§ To be done
According to the passage on summer melt, what proportion of students never arrive at the college they chose?

§ Document text
···
It is easy to assume that once high school seniors apply to and get accepted by colleges, complete the FAFSA and then deposit at the institution of their choosing having reviewed and accepted the proffered financial aid award, the hard work is done. Not so.
For many first-generation and low-income students, this is not how the “real life” college progression process works. As poignantly noted by Castleman and Page (C&P) in their valuable book Summer Melt, the summer months are deeply stressful for vulnerable students. Between high school graduation and the start of college, there are college forms to be completed and decisions to be made (related to financial aid, housing and course selection); there is student and family rethinking of choices made (or not made); there are intervening life events within the family; there is anxiety about leaving home, incurring debt; personal doubts surrounding capacity (both fiscal and psychosocial) creep in. Summer employment becomes a necessity but the use of the monies is complicated by family needs, personal needs and college costs that appear seemingly out of nowhere in the students’ world — for books, health insurance, orientation, an IT fee, a student life fee, course fees, lab fees.
Importantly, some of what derails vulnerable students may seem self-evident or easy for higher-income families who have the experience and expertise to navigate the myriad of issues regarding college progression. Those who have been to college know there are added fees. Those who have been to college know that pre-college anxiety is normal and not a sign that a student does not belong in postsecondary education. For first-generation, low-income students, it is like being in a new nation with a foreign language they do not yet know.
C&P report that 1 in 5 students never show up on their chosen college’s doorstep. For minority, low-income students, that number is higher ― in some locations, rising to 40 percent or more in some location. The excellent paper by Lindsey Daugherty at Rand provides key data points on this issue.
For these students and their families, this creates a distressing detour from a chosen pathway toward a higher education degree. For colleges, this results in diminished enrollment numbers, which for tuition-dependent institutions can have a sizable impact. Course sections are not needed; housing placements are disrupted; meal counts are off. For the federal government, this means that the goal of improving college completion rates falters and the use of federal student loan program decreases. For state governments and school systems, these data demonstrate that students or counselors “checking the box ‘yes’ for college admission” as graduates leave high school is not an assurance that college attendance will occur. This means the reporting of college progression as measured by high schools is flawed. There is a chasm between acceptance and attendance; it is the difference between desire and action.
···
(Point placement records)

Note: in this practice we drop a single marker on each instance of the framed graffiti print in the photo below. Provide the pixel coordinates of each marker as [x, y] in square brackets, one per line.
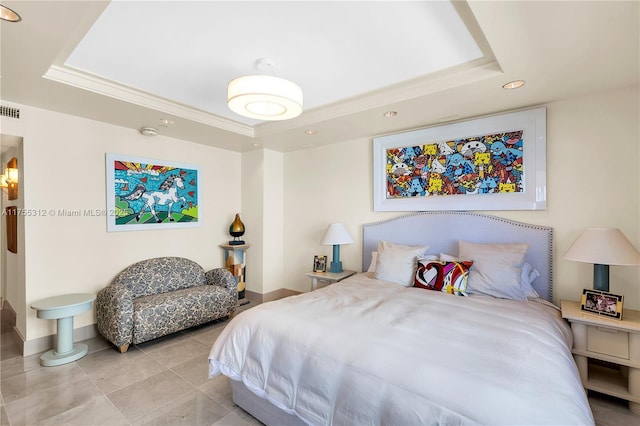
[151, 194]
[491, 163]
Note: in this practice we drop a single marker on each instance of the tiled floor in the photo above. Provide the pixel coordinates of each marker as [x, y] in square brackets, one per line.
[163, 382]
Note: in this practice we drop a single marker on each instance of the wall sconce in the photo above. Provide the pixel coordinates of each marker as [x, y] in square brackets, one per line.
[9, 179]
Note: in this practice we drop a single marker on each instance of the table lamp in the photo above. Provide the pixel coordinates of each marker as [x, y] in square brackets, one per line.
[335, 235]
[603, 247]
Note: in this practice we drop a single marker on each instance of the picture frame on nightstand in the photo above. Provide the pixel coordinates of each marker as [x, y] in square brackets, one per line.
[319, 263]
[602, 303]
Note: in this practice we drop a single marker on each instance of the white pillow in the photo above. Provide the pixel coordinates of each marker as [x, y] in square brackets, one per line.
[497, 268]
[374, 259]
[529, 273]
[397, 263]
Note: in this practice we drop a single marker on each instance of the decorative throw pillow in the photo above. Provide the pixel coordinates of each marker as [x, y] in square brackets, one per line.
[374, 260]
[397, 262]
[529, 273]
[497, 268]
[445, 276]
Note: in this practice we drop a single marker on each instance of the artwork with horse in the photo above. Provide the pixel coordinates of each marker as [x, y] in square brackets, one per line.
[165, 195]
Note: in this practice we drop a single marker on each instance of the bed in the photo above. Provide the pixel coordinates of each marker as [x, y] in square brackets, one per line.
[375, 349]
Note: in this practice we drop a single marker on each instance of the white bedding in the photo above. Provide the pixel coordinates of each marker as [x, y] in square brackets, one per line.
[364, 351]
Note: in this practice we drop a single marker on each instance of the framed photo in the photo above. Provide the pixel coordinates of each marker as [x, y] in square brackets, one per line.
[319, 263]
[492, 163]
[601, 303]
[151, 194]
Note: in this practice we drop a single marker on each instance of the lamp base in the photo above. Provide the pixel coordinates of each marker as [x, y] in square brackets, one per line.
[335, 267]
[600, 277]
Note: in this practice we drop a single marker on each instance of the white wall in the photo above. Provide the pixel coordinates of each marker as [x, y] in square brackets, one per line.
[592, 180]
[262, 210]
[64, 168]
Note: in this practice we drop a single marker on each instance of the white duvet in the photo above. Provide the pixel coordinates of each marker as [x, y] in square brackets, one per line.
[366, 352]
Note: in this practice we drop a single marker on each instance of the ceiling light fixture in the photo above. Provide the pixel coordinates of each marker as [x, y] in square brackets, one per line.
[264, 97]
[149, 131]
[9, 15]
[515, 84]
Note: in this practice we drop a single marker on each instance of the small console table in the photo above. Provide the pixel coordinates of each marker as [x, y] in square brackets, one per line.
[616, 342]
[327, 277]
[63, 308]
[235, 262]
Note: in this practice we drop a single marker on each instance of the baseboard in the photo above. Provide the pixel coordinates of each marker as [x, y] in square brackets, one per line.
[268, 297]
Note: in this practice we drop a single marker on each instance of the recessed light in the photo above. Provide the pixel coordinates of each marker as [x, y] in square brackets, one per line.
[149, 131]
[513, 84]
[448, 118]
[9, 15]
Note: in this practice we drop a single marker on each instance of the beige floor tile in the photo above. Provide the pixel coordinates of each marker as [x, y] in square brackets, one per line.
[97, 412]
[108, 358]
[219, 389]
[179, 352]
[18, 365]
[194, 371]
[248, 418]
[4, 420]
[208, 335]
[119, 375]
[193, 408]
[234, 419]
[36, 380]
[609, 411]
[39, 406]
[149, 394]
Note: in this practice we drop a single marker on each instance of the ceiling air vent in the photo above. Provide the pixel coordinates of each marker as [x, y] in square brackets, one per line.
[10, 112]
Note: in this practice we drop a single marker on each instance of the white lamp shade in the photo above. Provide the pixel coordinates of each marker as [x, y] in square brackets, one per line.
[336, 234]
[604, 246]
[264, 97]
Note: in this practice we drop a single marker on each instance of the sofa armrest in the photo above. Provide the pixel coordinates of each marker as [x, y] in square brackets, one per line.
[221, 277]
[114, 312]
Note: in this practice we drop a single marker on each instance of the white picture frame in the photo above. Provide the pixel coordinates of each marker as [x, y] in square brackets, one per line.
[533, 187]
[135, 185]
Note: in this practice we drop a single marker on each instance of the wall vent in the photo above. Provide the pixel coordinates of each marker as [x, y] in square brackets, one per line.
[10, 112]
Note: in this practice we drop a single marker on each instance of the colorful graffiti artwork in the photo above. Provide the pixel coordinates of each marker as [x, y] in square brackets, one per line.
[486, 164]
[151, 194]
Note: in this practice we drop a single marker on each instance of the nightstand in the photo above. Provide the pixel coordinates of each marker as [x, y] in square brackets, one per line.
[616, 342]
[327, 277]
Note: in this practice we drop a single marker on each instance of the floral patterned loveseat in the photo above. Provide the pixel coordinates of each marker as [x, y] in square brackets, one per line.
[160, 296]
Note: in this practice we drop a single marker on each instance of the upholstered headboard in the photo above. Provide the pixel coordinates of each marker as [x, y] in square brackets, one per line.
[442, 231]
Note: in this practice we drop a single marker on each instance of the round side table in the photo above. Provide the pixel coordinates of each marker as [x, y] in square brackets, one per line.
[63, 308]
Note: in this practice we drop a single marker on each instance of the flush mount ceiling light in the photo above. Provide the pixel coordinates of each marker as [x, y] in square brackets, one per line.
[264, 97]
[513, 84]
[149, 131]
[9, 15]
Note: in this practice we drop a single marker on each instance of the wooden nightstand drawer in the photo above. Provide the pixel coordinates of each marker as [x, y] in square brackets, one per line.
[608, 341]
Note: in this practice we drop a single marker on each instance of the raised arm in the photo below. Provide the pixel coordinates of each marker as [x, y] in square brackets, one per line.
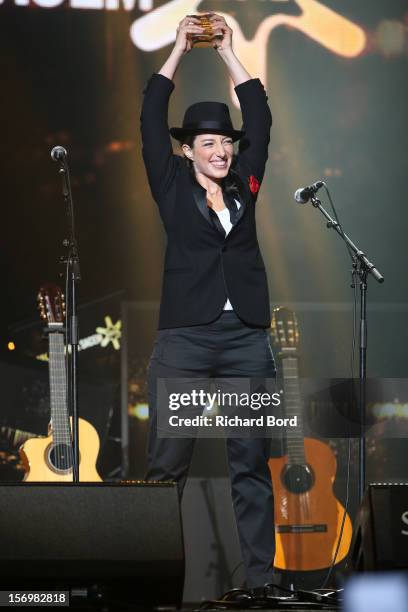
[256, 114]
[157, 150]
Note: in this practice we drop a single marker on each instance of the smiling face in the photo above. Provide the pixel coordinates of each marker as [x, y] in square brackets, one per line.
[211, 154]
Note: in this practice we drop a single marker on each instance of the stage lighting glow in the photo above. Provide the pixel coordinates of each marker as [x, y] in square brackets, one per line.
[391, 37]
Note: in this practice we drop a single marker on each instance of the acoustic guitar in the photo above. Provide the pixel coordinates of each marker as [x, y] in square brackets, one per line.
[308, 516]
[50, 459]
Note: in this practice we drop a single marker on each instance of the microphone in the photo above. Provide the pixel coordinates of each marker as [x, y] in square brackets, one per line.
[58, 153]
[303, 194]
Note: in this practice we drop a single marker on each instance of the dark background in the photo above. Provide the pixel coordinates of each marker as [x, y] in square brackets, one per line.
···
§ Exercise response
1 in 5 students